■ Given information:
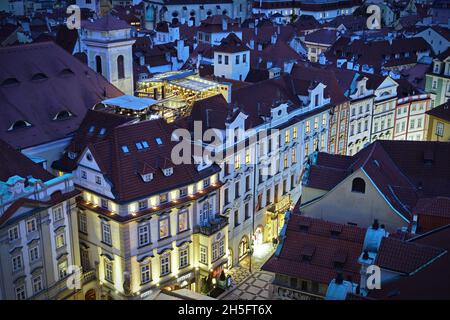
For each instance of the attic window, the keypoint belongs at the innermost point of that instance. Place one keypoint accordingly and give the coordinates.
(19, 124)
(10, 82)
(168, 172)
(140, 145)
(62, 115)
(39, 77)
(66, 72)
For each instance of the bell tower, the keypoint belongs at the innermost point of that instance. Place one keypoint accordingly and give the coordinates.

■ What the exercise asks: Would you repeat the entries exactly, keeping the images out?

■ Solution to this problem:
For each instance of the attic window, the keypoint belongs at the innermost point of that instance. Place one keypoint accordingly and give the coordinates.
(19, 124)
(10, 82)
(168, 172)
(140, 145)
(62, 115)
(39, 77)
(66, 72)
For each instance of the bell tower, the keypoint belongs at the innermost point of that instance. Place one keypoint accordingly and give the coordinates.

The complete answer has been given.